# Treść polecenia
Zacytuj bez żadnych zmian wiersze od początku poniższych rekordów do wiersza z „Target: hood underside” włącznie.

+++

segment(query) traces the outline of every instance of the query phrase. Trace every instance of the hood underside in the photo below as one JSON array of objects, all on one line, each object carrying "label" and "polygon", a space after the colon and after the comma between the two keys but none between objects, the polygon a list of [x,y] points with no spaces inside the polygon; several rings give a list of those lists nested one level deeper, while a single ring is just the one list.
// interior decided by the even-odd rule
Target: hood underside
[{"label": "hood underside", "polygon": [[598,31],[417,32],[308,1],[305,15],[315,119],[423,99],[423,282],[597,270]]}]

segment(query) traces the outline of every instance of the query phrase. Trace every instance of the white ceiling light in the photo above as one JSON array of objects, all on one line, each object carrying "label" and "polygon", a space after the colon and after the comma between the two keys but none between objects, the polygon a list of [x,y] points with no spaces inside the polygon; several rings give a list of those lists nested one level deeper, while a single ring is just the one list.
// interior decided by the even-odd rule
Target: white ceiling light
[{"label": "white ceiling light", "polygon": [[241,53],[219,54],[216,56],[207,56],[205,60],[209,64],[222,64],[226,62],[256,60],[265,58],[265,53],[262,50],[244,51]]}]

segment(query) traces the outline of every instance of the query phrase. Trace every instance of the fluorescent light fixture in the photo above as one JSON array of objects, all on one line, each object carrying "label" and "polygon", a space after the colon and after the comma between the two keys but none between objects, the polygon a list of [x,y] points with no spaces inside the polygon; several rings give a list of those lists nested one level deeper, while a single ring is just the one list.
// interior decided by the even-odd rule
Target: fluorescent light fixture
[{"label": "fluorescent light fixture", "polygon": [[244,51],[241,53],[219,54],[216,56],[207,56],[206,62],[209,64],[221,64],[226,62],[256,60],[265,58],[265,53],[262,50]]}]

+++

# Odpowiedź na zadanie
segment(query) traces the outline of every instance of the query phrase. Trace every instance of the hood underside in the photo below as one JSON array of objects, all on one line, each object carrying "label" and "polygon", a space after the colon and after the comma between the two keys but none between objects, the polygon a list of [x,y] points with no spaces inside the polygon; several rings give a list of those lists nested one level deeper, while a single ring is just the one list.
// interior decided by the even-odd rule
Target: hood underside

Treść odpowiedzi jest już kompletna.